## PROBLEM
Using the passage on COP26 and the Glasgow Food & Climate Declaration, explain in one to three sentences why it treats food systems as important to addressing climate change.

## READING PASSAGE
-*-
The 26th UN Climate Change Conference, COP26, will be held in Glasgow Scotland October 31 to November 12. The international conference aims to evaluate past goals and set new targets to address the climate crisis. The COP26 goals include reducing global emissions by investing in renewable energy and addressing global climate inequities to support communities and natural habitats that are already endangered by climate change.

COP26 engages with climate change on an international scale, looking for ways to solidify and act on goals set at previous conferences. However, local governments including city government also can play an active role in implementing policies and programs to fight climate change and build resilient communities.

As part of our work to #ActOnClimate, Salt Lake City became a signatory to the Glasgow Food & Climate Declaration: “A commitment by subnational governments to tackle the climate emergency through integrated food policies and a call on national governments to act.”

Salt Lake City’s growing food programs, which include the Food Policy Council and the Resident Food Equity Advisors, are already advancing policy to help build a more equitable and accessible food system. The Glasgow Food & Climate Declaration ties in another important aspect of their work– the connection between food systems and climate resilience.

Green infographic describes the relationship between food and climate. The green background has a picture of the planet Earth at center with graphics depicting Environmental Degradation, Socio-Economic Inequalities, Health Inequalities, and the Climate Crisis.
The Glasgow Food & Climate Declaration connects climate action to local food policy.

Food & Climate

While it may seem surprising, food systems are an important part of understanding and addressing climate change. Indeed, plant-based and meat based foods, packaging, transportation, and land use all contribute varying degrees of emissions that contribute to global warming. It has been estimated that food waste alone produces enough green house gases that if food waste was a country, it would be the third largest emitter! In total, Global Food Systems account for 1/3 of the world’s greenhouse gas emissions.
-*-
## DATA FOR REVIEW
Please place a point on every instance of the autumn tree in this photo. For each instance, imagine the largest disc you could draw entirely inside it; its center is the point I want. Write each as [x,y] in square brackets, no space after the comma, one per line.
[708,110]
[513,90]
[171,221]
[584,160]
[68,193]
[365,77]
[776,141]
-*-
## SOLUTION BELOW
Plant-based and meat-based foods, packaging, transportation, and land use all produce emissions that contribute to global warming. Food waste alone is estimated to release enough greenhouse gases that it would be the third-largest emitter if it were a country. In total, global food systems account for one third of the world's greenhouse gas emissions.